Repeat the whole listing. Keep it exact.
┄┄┄┄┄┄┄┄┄┄
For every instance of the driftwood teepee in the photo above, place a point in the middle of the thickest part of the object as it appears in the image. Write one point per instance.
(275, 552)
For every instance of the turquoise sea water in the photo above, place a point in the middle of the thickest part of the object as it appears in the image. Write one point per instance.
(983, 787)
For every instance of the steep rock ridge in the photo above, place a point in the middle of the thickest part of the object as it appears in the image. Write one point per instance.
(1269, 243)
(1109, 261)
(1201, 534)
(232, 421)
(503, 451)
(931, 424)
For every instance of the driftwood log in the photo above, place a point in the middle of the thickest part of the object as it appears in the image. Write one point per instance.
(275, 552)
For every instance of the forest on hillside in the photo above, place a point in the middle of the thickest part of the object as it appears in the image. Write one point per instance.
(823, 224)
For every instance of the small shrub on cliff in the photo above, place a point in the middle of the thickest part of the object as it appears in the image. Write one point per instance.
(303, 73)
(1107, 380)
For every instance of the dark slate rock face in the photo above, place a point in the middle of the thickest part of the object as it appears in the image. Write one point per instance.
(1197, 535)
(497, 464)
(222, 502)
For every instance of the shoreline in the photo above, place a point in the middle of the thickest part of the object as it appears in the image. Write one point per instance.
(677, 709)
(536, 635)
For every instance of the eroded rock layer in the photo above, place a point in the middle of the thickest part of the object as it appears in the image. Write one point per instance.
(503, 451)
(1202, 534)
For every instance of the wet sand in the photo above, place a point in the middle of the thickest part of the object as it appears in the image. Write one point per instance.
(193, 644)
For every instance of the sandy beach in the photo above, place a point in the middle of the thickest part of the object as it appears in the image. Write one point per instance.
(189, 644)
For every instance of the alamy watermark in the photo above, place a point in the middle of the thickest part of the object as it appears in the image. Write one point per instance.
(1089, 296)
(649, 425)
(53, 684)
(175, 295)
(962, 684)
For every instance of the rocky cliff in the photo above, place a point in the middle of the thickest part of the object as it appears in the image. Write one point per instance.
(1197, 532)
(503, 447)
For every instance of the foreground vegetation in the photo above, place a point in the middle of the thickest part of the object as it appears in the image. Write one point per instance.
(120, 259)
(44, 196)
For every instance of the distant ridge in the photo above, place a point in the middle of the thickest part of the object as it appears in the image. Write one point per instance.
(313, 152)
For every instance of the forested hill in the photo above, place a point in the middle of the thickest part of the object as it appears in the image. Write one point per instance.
┄┄┄┄┄┄┄┄┄┄
Answer to this exercise:
For every instance of the driftwood teepee in the photo above, place a point in the middle of the thickest part of the object as it appears in the image. Write one point per instance.
(275, 552)
For every instance of the turquoise sea water in the photo above, place a point in the middle of the thickest part of the object as it appears in the image. Write one point per instance.
(983, 787)
For every instance of the steep rock ridge in the photo above, place a point in the middle of the thickest part of the object as it appears in the image. Write one point per instance.
(1269, 243)
(1109, 261)
(1201, 534)
(232, 421)
(503, 451)
(931, 424)
For every instance of the driftwood log in the photo above, place a point in the middle of the thickest part of the object as it appears in the image. Write one point per instance.
(275, 552)
For every instance of the forest on hillside in the photo above, place a point in the middle of the thickest part of the object as it appears in the image. Write one point per instance.
(823, 224)
For every instance of the small shrub on cliff in the photo above, place a point in the middle of the thickest part of the object as it appears in the image. Write one point per instance.
(303, 73)
(1107, 380)
For every instance of the dark slate rock face in the photo above, place a point in the middle of the thickest part of the object as it appears in the image. Write one point per instance.
(1197, 535)
(497, 464)
(222, 502)
For every instance of the shoreline in the photo above, place a point in the middle of the thickest part of the object as it appears in the image. Write one point per instance.
(677, 709)
(536, 635)
For every instance of the eroded rock layer in the photo above, place a point in the middle of the thickest part of the object as it appears in the image. Write one point per instance.
(503, 451)
(1202, 534)
For every instance of the wet sand in the photo above, place a point in the middle of the thickest part of the object as it appears in the image. Write one point per instance.
(193, 644)
For every instance of the sandy beach in the photo above, place a point in the middle of the thickest part of the object as it appears in the image. Write one point per instance.
(189, 644)
For every instance of the alamy watermark in the photo above, place a point in the middle of the thickest part of the object as it appears in the image. Write one point per instance.
(1089, 296)
(649, 425)
(53, 684)
(175, 295)
(962, 684)
For every instance of the rocky cliff in the photo above, place a point in the middle of the thickest part of the object as it appears in the image. Write one point per instance.
(1197, 532)
(503, 447)
For every instance of the foreground vegetation in the photo above, place a point in the middle of the thickest part of the object as it appears in the image. Write one point per instance.
(120, 259)
(44, 196)
For every instance of the distant ridge in the photo above, place a point in the middle of the thickest part of the object as it appears in the image. Write one point per instance.
(313, 152)
For every instance of the forested hill in the photo above, place a point in the middle of the thickest part of the object as it appears in the image. Write one point per instance.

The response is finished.